▼▼▼

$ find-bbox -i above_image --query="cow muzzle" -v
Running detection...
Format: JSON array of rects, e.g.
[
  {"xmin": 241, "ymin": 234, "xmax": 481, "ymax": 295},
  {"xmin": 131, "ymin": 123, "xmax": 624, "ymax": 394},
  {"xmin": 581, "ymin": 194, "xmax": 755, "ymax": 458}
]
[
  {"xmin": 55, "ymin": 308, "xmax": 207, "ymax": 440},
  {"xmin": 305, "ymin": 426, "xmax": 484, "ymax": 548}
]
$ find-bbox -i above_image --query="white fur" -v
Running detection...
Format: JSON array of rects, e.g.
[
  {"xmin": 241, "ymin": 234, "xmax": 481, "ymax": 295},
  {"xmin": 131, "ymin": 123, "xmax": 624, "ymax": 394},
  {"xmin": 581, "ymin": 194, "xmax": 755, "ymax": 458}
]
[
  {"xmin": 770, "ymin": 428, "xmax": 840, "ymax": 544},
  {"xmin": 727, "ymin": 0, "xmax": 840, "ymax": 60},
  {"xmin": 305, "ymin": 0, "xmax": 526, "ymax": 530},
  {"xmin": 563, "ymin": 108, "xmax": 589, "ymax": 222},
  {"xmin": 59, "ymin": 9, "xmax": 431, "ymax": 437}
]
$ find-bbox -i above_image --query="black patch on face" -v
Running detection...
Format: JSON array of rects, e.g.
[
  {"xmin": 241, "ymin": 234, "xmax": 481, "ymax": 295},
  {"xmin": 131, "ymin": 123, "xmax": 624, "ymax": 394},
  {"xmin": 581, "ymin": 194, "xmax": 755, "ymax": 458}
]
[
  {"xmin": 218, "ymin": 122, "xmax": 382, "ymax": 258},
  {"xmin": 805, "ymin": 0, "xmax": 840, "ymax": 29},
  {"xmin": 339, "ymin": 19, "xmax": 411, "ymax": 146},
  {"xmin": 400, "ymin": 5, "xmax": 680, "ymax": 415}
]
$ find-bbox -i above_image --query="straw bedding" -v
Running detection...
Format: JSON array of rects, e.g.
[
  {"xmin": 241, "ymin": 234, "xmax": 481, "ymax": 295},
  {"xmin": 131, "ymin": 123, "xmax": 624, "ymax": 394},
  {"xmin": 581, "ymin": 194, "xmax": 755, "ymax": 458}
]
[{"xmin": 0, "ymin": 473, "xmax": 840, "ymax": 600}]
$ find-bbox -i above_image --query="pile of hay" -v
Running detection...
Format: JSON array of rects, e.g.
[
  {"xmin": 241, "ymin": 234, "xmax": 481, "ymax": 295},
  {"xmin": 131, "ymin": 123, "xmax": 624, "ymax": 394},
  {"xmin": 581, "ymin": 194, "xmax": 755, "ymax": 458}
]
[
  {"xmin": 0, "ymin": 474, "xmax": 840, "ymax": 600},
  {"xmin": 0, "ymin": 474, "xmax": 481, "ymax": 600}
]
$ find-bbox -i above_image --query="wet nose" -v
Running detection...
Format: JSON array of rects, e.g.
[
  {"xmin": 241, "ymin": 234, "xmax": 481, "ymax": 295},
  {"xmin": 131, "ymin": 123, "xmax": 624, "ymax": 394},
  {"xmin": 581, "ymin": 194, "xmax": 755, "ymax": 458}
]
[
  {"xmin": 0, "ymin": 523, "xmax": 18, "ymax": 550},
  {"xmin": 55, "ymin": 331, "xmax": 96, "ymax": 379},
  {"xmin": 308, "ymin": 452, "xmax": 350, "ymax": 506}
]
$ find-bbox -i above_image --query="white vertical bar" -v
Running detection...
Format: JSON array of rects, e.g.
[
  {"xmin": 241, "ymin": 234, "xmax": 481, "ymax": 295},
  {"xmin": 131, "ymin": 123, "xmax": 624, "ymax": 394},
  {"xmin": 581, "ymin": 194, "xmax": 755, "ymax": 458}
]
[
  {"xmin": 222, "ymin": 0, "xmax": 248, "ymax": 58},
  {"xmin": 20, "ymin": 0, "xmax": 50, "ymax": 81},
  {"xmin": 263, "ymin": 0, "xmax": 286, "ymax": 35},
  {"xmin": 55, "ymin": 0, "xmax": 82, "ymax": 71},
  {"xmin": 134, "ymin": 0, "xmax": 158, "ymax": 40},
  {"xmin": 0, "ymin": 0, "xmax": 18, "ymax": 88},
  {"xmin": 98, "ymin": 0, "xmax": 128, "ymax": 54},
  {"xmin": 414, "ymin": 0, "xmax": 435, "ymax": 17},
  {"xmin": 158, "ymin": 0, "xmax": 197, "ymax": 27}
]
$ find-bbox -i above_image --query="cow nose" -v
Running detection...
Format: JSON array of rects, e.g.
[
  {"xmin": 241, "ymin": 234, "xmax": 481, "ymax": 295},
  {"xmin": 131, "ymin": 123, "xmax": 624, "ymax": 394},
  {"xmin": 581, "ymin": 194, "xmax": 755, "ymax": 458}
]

▲▲▲

◆ **Exercise requirements**
How many lines in the entries above contain the string "bbox", with case counting? Reply with the number only.

◆ **Finished task**
8